**EXCERPTED TEXT**.
══════
- Born: 8 July 1872 Adelaide, South Australia
- Died: 2 September 1952 (aged 80) Ivanhoe, Melbourne, Victoria
- Education: St Peter's College, Adelaide; Adelaide School of Design; National Gallery School;
- Occupations: Artist and art critic
- Spouse(s): May Ina, née Hepburn ​ ​(m. 1911)​
- Parents: Alexander Macgeorge (father); Rachel Elizabeth Macgeorge, née Luxmoore (mother);
- Relatives: Robert Forsyth Macgeorge (grandfather); James Macgeorge (uncle);

= Norman Macgeorge =

Australian painter and critic (1872–1952)

Norman Macgeorge (8 July 1872 – 2 September 1952) was an Australian colonial artist and art critic, active in Melbourne, Victoria.

== Biography ==

Outside in the Morning Light, by Macgeorge, undated

Norman Macgeorge was born on 8 July 1872 in Adelaide, South Australia. He was a son of Rachel Elizabeth Macgeorge, née Luxmoore and Alexander Macgeorge, and a grandson of Robert Forsyth Macgeorge, prosperous tailors and drapers of Hindley Street then King William Street in Adelaide. An uncle, James Macgeorge, an Adelaide architect, was a prominent member of the South Australian Society of Arts.

Macgeorge was educated at St Peter's College, Adelaide and studied art at the School of Design in Adelaide under H. P. Gill.

Between 1891 and 1895, Macgeorge taught art at Glenelg Grammar, Queen's College, and Hahndorf College, then moved to Melbourne to continue his studies at the National Gallery School. After failing to win a travelling scholarship in 1899, he made his own way to Britain and Europe, where he visited major centres of art. He taught freehand drawing at Wesley College, Melbourne, Melbourne Teachers' College, and Melbourne Church of England Grammar School.

Macgeorge was a prominent member of the Australian Art Association and its second president, and in 1938 helped found the Contemporary Art Society. He wrote regularly on the arts for The Herald, in Melbourne.
══════
**SHORT EXERCISE**. Please quote the Norman Macgeorge biography word for word from "Macgeorge was a" to "Herald, in Melbourne.".
══════
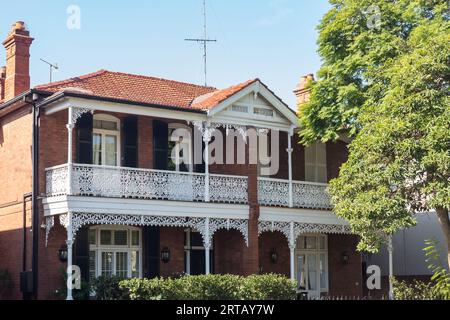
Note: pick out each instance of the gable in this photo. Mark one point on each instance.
(256, 106)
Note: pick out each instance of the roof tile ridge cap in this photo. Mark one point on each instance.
(159, 78)
(73, 79)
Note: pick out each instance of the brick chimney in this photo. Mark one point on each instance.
(301, 91)
(2, 83)
(17, 46)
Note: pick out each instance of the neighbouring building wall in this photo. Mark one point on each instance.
(15, 181)
(409, 257)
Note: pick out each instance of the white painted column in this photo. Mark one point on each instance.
(290, 150)
(391, 268)
(207, 244)
(70, 125)
(292, 249)
(206, 140)
(69, 243)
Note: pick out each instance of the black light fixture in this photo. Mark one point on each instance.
(273, 256)
(345, 258)
(165, 255)
(62, 253)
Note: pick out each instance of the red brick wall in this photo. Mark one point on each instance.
(344, 279)
(15, 180)
(172, 238)
(269, 241)
(228, 252)
(337, 154)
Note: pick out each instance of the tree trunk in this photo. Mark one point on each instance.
(444, 220)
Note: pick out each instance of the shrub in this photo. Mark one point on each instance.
(210, 287)
(437, 289)
(107, 288)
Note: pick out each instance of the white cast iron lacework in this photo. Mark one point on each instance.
(275, 192)
(310, 195)
(199, 224)
(229, 189)
(49, 224)
(117, 182)
(300, 228)
(208, 130)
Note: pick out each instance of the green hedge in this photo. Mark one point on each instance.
(210, 287)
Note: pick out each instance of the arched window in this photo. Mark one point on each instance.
(115, 250)
(312, 264)
(106, 140)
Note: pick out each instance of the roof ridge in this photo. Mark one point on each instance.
(162, 79)
(73, 79)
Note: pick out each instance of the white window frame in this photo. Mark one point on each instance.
(317, 252)
(98, 248)
(316, 165)
(103, 133)
(188, 249)
(174, 126)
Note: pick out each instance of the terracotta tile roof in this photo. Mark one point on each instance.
(131, 87)
(212, 99)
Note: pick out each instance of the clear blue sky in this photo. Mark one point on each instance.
(274, 40)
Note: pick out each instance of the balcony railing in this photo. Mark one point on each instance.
(275, 192)
(119, 182)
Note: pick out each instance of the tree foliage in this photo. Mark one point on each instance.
(389, 87)
(356, 41)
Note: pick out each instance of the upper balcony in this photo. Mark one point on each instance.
(121, 182)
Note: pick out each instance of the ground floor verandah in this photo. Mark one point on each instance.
(322, 258)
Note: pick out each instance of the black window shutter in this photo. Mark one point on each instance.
(151, 251)
(84, 138)
(81, 252)
(200, 168)
(130, 145)
(160, 145)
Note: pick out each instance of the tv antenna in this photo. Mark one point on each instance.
(52, 67)
(204, 41)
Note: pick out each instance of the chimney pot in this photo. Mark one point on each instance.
(17, 45)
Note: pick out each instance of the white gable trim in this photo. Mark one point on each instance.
(256, 88)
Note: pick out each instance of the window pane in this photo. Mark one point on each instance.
(92, 264)
(322, 245)
(109, 125)
(311, 243)
(135, 264)
(121, 238)
(92, 236)
(312, 272)
(122, 264)
(106, 263)
(134, 238)
(301, 272)
(196, 239)
(111, 150)
(105, 237)
(322, 270)
(97, 148)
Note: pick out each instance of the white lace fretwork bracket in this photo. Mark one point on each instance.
(199, 224)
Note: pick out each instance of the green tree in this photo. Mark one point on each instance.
(388, 87)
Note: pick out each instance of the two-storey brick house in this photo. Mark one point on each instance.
(123, 194)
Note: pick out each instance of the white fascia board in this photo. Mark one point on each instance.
(60, 205)
(97, 105)
(300, 215)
══════
**WORKED SOLUTION**.
Macgeorge was a prominent member of the Australian Art Association and its second president, and in 1938 helped found the Contemporary Art Society. He wrote regularly on the arts for The Herald, in Melbourne.